## WORK TO BE COMPLETED
Only the text of the records belongs in the answer, copied exactly and without pictures.

## RAW DATA
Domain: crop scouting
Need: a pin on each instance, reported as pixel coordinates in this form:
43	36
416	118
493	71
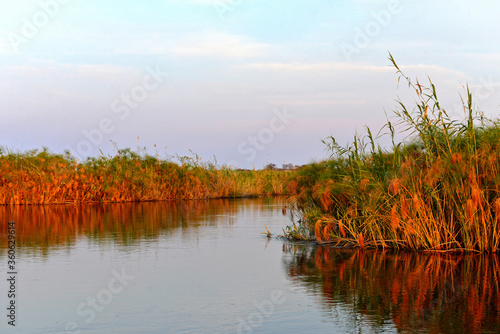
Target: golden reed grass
40	177
439	191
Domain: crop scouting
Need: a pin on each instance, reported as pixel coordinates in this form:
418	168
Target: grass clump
439	191
41	177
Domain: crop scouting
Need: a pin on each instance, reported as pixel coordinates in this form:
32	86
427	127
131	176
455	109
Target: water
205	267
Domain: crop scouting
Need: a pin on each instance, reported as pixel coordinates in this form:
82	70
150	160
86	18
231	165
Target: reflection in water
418	292
42	227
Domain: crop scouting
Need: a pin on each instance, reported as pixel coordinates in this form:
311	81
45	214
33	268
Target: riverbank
438	191
42	177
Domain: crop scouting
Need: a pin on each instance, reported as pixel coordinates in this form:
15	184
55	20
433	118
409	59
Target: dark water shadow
417	292
40	229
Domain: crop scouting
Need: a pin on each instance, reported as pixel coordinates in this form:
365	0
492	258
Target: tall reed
438	191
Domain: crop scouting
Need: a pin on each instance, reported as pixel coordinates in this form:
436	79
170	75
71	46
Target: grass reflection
40	228
429	293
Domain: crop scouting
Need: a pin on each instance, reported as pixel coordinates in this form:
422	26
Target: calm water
205	267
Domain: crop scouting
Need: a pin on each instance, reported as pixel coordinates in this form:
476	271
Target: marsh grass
41	177
439	191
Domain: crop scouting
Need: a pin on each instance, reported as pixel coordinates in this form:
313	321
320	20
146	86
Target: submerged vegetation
41	177
439	191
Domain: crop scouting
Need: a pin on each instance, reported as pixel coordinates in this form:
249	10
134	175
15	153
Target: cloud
221	45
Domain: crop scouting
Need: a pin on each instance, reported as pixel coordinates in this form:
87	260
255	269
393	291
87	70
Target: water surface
205	267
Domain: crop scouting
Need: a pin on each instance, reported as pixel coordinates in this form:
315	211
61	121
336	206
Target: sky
244	82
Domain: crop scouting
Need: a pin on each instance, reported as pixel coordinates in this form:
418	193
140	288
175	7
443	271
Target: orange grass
438	191
40	177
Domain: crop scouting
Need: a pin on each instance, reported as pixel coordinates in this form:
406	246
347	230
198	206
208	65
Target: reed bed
41	177
439	190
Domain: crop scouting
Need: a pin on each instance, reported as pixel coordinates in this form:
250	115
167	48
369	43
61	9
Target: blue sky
249	82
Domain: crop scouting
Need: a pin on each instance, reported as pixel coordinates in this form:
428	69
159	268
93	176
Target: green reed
439	190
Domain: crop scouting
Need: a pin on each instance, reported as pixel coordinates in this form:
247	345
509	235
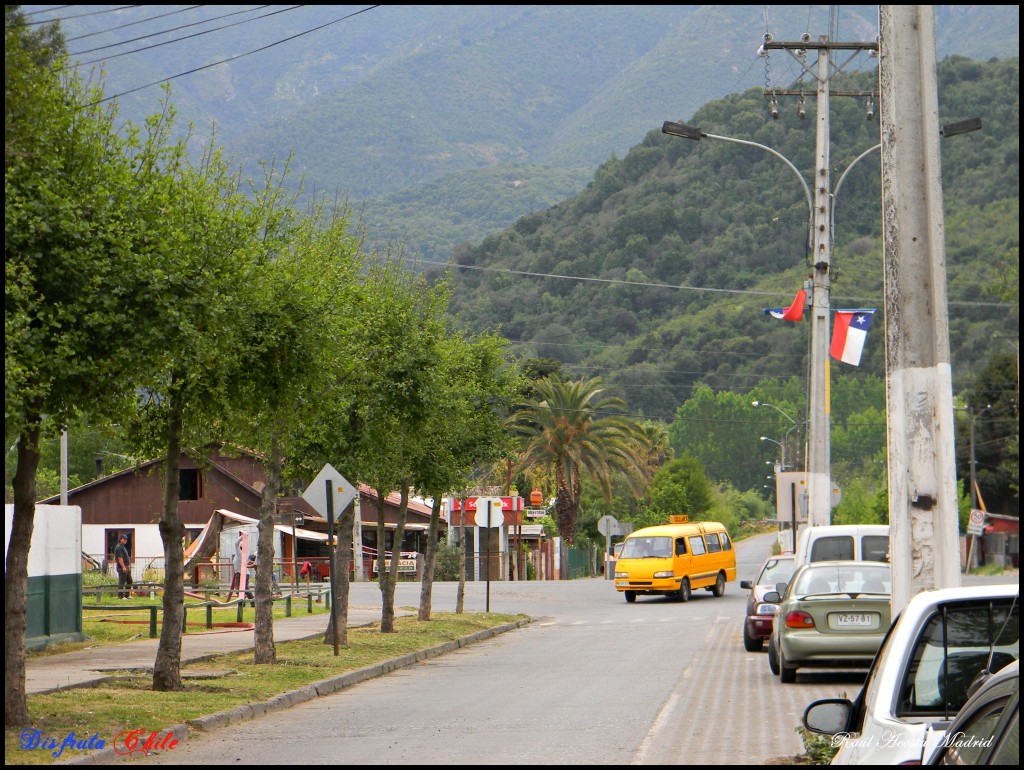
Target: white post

## SOLUTION FOR THIS EXERCISE
Domain: crop scouting
Need: a pin on each instance, reported as pixel coordinates in this form:
43	36
416	118
493	71
Target: golden reed grass
40	177
439	191
Domain: crop scouting
Need: a pin on each instance, reported as pixel coordinates in this form:
418	168
Target: grass clump
439	191
41	177
Domain: crop scouting
Need: a pin on each instance, reported as pixel coordinates in this form:
32	86
427	127
131	176
455	109
Target: water
205	267
Domain: crop scouting
Need: a pin on each instance, reported as pixel coordinates in this form:
82	70
150	160
86	18
231	165
Target: reflection in water
418	292
42	227
Domain: crop scouting
Need: a pin on each instance, reported as pixel coordinates in this form:
311	81
45	214
33	268
Target: riverbank
438	191
42	177
Domain: crop scouting
Need: a pin on each instance, reported as pixel coordinates in this form:
15	184
55	20
433	118
409	59
Target: dark water shadow
417	292
40	229
Domain: crop scouting
Need: a pin on each instance, reported as pixel coordinates in this form:
365	0
492	258
Target: tall reed
438	191
Domain: crop scouting
Need: a pin on each instance, reported as pixel coordinates in this form:
436	79
170	75
71	46
Target: grass reflection
40	228
429	293
Domain: crop scouting
Need: a pin on each instance, reported as pixel coordinates in this form:
422	26
Target: calm water
205	267
Domain: crop scouting
Need: a pin on each instance, reported as pixel coordinates in this form:
476	271
Target: marsh grass
41	177
439	191
Domain: crop scouting
Need: a pin on each instance, reported as pixel coordinates in this form:
313	321
320	20
146	86
Target: submerged vegetation
41	177
439	191
Domain: crop scouting
Need: a pin on each instance, reported as pixel coordinates in this form:
249	10
134	175
15	153
Target: cloud
221	45
Domain: crop scouting
Need: a pin on each instance, reported as pixel coordinates in this form:
87	260
255	269
393	291
87	70
Target: water surface
205	267
Domain: crop scouting
Need: a pin on each instance, reported as pixel coordinates in this form:
315	211
61	121
336	206
Target: sky
244	82
Domain: crop scouting
Need: a pin on each instance, reported as pixel coordinates in this form:
418	193
140	288
175	7
443	271
Target: orange grass
438	191
40	177
Domain: crop scouting
Need: a pin on each instance, reported as pixel coordinates in this form:
406	246
347	230
198	206
208	65
Target: reed bed
41	177
439	190
Domain: crop scouting
Need: a pin on each instance, reported as pixel coordinates in this form:
250	115
167	48
369	43
61	9
Target: blue sky
249	82
Domain: crop scouting
Need: a pin on each instance, reported as pixel coordinates in this form:
428	69
159	268
93	176
Target: green reed
439	190
Domain: crop scouting
Need: a pin on each instance, reported as pixel coordinates in this form:
247	345
509	235
Target: white post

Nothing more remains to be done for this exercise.